▶ _Region labeling items_
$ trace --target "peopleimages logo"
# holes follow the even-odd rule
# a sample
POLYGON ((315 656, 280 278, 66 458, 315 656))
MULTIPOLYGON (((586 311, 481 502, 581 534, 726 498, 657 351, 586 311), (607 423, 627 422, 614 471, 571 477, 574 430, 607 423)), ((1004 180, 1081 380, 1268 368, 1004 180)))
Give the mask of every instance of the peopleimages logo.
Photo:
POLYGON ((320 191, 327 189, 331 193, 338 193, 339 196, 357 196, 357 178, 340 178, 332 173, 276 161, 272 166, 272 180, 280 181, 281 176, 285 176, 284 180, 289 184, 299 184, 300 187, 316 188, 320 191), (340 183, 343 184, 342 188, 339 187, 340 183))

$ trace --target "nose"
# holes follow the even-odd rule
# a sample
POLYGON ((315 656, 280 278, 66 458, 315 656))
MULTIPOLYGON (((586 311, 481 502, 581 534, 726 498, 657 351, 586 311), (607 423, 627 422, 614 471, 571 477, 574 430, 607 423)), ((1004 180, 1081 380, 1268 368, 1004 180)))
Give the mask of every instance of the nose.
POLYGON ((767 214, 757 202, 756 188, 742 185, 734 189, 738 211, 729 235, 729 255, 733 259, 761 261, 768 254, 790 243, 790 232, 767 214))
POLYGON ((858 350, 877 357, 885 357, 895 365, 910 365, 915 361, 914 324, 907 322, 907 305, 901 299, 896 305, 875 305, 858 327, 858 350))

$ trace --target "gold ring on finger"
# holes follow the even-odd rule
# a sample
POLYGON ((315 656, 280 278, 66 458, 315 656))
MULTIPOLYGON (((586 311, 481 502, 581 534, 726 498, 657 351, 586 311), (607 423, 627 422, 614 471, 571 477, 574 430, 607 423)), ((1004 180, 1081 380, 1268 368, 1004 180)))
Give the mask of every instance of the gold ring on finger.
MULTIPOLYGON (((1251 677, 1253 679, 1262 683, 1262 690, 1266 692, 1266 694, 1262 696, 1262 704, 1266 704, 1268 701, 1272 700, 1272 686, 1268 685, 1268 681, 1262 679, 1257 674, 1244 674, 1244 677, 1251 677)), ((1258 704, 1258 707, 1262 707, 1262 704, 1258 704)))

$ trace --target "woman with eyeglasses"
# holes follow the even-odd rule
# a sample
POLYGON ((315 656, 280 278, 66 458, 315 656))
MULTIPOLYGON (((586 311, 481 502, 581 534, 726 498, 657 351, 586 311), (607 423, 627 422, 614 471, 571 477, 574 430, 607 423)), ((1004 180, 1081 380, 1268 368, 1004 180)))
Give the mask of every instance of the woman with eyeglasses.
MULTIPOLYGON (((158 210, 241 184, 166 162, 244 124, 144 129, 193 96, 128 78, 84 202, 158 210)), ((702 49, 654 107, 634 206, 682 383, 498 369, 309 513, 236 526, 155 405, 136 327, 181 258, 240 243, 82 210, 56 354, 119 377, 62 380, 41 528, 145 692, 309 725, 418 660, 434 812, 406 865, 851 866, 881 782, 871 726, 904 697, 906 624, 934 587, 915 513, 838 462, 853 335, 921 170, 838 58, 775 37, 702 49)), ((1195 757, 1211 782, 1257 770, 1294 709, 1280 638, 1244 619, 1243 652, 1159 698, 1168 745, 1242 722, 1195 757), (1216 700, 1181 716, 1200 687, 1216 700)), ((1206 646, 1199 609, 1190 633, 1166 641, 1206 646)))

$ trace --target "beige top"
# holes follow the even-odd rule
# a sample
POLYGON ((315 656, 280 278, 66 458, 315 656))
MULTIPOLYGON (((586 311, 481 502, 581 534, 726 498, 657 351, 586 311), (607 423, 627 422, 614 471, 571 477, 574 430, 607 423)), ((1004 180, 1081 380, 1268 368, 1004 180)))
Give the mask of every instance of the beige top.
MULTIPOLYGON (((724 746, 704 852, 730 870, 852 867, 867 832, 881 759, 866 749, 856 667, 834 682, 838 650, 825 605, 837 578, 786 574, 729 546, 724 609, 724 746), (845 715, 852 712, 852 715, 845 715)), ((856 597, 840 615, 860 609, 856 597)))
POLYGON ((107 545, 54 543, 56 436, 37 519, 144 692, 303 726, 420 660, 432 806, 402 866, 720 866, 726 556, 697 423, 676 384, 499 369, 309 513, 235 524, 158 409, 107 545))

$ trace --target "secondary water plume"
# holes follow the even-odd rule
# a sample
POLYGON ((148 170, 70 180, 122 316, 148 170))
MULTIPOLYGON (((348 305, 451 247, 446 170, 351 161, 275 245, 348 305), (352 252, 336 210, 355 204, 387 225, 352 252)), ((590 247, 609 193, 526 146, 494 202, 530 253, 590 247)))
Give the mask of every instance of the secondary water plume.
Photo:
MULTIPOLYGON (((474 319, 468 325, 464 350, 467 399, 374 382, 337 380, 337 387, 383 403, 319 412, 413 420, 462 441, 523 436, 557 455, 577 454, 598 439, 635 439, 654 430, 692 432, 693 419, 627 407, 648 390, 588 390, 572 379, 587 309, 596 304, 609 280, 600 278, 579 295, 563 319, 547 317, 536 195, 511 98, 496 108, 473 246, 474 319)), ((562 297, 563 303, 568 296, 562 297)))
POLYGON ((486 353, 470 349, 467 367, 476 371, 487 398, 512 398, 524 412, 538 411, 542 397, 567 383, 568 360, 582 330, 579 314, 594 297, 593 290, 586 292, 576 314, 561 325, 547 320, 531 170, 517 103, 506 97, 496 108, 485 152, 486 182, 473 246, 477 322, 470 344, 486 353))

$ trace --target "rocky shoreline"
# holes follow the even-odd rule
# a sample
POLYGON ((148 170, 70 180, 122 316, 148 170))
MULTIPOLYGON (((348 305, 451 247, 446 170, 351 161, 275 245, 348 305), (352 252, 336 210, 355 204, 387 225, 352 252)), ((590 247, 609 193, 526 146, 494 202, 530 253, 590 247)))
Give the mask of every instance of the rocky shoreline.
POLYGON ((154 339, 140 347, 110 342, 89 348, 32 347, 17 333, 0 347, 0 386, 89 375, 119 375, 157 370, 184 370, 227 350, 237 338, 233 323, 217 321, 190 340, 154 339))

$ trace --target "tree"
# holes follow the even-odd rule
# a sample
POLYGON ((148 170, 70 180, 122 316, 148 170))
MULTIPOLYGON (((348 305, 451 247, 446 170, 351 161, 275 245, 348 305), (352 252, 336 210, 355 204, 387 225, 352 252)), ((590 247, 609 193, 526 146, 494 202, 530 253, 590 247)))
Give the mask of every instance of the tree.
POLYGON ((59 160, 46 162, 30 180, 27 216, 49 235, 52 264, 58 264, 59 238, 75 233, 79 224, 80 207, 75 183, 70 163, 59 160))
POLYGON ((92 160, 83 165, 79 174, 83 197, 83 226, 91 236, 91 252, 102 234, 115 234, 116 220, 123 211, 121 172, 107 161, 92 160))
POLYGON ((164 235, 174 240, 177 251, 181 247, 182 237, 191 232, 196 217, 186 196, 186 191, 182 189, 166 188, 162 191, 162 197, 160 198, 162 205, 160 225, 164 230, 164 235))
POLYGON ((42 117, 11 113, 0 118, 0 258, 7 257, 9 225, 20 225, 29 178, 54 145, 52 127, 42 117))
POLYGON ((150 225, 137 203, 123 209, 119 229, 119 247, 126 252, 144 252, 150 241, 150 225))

▶ _Problem description_
Count how many lines in the material above contain the string "nose", treating uppercase and lowercase as different, and reply with only that number.

▶ _Final result_
2